| EXTRACT |
<<<<

# How long does it take you to get ready in the morning?



## komorikun (Jan 11, 2009)

^^^
It takes me about one hour:

15 minutes: coffee, water, and internet to wake up my brain 
(coffee also helps to stimulate BM)

10 minutes for oatmeal and a piece of fruit and more internet

15 minutes for my morning crap (actually I wake up at noon), brush teeth, put in contacts, and quick shower

20 minutes for makeup, put hair in ponytail, get dressed, and make sure I have my keys, cell phone, and school book/notebooks in order

I ask this because I was surprised that my roommate takes more than 90 minutes to get ready. We had a slight bathroom time conflict for a couple weeks last summer. I thought it would be fine since she started class one hour after me but apparently she needs more time than that so she woke up 30 minutes before me, just to get her shower in. I'm not sure of her current schedule but lately she has been waking up at 5:30 or 5:45am (I go to bed at this time), when the earliest class at our university starts at 8:10am and we live a 15 minute walk from campus. Odd.....

>>>>

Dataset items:
<<<<

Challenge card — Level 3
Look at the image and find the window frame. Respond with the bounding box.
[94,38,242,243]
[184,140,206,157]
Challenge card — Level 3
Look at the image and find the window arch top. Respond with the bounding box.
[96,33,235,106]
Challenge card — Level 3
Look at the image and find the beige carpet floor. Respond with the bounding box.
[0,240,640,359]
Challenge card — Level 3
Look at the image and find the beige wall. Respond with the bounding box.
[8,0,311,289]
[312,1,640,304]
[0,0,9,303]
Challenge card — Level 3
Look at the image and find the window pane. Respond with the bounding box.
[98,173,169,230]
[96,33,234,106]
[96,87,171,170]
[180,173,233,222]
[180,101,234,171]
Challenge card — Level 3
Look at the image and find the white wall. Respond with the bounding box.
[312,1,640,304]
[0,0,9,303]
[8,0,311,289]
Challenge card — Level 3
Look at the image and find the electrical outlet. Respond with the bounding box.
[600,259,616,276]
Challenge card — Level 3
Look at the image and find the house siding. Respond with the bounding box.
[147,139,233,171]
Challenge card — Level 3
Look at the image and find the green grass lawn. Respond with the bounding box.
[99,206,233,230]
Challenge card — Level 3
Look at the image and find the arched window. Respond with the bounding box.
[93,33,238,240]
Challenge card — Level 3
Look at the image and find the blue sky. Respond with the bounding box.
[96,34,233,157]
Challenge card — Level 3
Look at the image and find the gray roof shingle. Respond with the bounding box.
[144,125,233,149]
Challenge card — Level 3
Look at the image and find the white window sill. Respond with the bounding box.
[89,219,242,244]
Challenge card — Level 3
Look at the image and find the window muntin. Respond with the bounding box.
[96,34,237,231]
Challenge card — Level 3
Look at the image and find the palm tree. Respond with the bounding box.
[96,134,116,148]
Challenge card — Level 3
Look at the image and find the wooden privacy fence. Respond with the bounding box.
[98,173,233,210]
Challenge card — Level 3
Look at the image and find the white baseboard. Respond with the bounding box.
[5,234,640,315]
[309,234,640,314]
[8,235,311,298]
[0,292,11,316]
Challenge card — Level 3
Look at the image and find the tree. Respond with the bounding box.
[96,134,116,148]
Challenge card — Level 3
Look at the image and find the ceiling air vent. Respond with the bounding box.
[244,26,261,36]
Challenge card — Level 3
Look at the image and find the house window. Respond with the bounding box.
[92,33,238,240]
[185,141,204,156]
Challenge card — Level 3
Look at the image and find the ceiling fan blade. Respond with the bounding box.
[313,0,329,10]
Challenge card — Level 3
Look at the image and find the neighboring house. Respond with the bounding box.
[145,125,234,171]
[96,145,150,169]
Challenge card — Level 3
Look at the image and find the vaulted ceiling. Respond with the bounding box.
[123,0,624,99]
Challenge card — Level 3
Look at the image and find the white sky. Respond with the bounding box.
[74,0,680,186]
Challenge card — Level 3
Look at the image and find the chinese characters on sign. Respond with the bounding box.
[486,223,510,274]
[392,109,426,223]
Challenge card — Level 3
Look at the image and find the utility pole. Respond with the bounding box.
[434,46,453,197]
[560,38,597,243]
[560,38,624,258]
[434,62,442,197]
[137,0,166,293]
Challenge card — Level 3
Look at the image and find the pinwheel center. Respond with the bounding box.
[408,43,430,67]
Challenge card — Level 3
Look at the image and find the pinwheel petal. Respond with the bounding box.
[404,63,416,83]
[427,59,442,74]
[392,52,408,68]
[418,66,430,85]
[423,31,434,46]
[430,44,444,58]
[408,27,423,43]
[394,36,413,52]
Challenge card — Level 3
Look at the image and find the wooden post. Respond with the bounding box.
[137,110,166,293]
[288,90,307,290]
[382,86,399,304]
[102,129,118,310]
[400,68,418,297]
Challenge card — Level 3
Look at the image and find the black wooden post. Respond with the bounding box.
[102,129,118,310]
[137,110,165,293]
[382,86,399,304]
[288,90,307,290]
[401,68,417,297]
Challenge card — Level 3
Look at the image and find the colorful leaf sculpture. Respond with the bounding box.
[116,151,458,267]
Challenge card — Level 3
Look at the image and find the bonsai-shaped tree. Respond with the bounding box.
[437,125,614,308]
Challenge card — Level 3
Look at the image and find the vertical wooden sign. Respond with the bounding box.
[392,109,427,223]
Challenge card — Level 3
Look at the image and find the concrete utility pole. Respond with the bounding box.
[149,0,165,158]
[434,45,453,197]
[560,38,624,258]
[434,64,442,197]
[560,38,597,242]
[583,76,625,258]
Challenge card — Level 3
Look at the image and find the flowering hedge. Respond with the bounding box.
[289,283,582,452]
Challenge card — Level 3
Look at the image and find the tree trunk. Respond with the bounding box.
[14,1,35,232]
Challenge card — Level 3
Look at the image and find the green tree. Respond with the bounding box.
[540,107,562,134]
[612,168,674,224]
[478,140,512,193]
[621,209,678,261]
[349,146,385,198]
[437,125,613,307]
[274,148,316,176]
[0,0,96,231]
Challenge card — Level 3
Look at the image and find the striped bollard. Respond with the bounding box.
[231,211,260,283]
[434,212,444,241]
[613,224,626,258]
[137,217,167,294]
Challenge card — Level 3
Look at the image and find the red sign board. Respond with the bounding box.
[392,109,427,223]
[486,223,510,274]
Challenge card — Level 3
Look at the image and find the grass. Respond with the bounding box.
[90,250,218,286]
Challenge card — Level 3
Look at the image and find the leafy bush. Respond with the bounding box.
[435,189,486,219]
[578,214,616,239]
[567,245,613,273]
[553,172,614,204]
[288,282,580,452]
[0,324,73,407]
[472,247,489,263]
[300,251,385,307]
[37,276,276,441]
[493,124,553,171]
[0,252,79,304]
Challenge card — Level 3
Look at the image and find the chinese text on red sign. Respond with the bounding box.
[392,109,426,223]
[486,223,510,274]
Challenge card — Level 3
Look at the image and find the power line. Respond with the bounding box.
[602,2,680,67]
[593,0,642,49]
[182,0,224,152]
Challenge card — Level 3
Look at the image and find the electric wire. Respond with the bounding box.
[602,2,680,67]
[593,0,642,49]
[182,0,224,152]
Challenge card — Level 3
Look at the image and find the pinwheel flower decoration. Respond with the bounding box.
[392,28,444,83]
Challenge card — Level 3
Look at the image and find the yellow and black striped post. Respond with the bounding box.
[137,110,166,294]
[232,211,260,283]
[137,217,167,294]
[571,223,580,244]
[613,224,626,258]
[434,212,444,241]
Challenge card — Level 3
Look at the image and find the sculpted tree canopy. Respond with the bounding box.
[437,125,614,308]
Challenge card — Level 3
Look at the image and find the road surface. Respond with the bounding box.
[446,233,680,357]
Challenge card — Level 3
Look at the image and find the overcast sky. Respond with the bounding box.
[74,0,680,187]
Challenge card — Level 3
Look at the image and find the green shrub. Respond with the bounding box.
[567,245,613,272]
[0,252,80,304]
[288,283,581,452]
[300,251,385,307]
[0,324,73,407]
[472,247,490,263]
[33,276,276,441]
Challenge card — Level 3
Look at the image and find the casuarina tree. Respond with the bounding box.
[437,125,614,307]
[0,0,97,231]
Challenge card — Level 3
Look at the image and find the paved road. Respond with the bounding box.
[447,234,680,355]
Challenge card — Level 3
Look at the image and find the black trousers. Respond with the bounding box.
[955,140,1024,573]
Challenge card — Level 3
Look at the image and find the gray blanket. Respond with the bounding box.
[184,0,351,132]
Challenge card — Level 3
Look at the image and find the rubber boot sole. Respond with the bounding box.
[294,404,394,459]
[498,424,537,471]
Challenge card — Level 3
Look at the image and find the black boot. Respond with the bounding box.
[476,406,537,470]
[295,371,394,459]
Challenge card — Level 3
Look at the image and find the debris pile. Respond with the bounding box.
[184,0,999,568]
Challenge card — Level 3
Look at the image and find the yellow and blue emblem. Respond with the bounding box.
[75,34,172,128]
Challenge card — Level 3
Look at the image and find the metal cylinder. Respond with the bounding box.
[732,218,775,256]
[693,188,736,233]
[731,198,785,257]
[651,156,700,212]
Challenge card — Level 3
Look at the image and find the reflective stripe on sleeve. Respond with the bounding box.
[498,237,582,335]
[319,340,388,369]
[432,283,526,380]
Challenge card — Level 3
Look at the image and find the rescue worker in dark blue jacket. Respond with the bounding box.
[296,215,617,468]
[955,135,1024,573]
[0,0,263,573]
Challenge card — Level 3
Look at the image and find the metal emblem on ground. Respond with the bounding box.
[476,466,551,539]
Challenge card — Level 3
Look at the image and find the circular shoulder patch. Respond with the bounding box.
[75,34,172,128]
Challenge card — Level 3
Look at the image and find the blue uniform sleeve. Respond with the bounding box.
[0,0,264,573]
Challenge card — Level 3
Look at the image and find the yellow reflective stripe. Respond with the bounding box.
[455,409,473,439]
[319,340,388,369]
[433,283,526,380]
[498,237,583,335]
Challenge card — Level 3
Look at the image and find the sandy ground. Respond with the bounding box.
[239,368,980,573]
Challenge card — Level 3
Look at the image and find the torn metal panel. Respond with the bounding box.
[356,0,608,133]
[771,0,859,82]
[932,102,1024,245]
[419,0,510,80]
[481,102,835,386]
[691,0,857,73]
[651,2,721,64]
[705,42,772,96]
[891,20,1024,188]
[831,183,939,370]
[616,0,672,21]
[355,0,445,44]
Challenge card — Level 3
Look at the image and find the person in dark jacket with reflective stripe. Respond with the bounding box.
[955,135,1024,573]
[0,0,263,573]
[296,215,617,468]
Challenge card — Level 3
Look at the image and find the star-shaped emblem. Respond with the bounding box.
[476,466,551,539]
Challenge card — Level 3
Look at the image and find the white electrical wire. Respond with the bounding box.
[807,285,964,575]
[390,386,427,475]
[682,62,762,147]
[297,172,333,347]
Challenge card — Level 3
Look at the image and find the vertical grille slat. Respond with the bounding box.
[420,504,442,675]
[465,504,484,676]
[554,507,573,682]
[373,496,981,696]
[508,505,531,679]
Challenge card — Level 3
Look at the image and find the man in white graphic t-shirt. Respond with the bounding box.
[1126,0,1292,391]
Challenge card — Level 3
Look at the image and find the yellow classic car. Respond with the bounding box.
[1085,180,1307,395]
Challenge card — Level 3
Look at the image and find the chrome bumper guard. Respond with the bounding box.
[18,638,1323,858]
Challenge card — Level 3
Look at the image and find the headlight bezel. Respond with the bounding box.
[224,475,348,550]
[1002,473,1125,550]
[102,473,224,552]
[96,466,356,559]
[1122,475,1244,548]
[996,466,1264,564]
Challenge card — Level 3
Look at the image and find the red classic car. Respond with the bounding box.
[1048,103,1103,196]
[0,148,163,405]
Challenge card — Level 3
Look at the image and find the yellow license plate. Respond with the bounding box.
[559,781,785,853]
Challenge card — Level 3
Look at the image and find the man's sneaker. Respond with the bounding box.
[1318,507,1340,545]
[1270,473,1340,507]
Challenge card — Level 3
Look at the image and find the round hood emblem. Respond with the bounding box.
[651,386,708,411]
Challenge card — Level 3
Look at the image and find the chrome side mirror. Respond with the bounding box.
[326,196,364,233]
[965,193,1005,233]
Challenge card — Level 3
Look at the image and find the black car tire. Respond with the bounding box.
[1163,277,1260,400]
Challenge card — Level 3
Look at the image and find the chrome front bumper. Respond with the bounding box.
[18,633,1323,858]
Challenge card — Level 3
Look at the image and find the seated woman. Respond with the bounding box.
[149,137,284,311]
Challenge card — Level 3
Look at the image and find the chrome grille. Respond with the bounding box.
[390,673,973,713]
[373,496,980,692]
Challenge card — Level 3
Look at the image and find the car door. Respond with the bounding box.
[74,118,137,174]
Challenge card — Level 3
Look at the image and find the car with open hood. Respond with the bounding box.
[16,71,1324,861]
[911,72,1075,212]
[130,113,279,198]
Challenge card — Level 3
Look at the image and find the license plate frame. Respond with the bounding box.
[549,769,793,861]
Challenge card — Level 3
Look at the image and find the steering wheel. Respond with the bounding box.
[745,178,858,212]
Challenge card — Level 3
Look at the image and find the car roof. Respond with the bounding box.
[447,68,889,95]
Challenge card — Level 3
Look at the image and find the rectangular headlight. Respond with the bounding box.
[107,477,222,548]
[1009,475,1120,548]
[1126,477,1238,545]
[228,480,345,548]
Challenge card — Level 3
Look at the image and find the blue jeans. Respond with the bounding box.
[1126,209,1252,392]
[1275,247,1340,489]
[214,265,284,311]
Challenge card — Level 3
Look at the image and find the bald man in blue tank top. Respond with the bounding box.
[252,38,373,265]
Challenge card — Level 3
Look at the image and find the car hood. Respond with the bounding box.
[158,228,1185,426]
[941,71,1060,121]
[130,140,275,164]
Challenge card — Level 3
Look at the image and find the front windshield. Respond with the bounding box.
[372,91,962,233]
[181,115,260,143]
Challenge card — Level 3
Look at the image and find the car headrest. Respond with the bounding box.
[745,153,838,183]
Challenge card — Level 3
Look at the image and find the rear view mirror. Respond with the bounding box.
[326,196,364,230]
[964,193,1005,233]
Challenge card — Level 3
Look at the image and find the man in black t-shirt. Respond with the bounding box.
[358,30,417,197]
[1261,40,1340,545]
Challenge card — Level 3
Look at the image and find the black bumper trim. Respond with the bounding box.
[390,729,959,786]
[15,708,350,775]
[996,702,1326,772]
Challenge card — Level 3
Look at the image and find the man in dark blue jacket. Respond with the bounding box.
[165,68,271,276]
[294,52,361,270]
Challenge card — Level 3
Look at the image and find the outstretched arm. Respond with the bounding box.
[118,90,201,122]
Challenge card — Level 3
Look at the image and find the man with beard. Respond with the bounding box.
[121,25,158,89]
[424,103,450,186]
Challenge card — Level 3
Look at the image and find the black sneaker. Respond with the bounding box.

>>>>

| WHAT YOU ARE ASKED TO DO |
From the forum post about morning routines, extract the passage from "# How long does" to "to stimulate BM)".

| EXERCISE SOLUTION |
# How long does it take you to get ready in the morning?



## komorikun (Jan 11, 2009)

^^^
It takes me about one hour:

15 minutes: coffee, water, and internet to wake up my brain 
(coffee also helps to stimulate BM)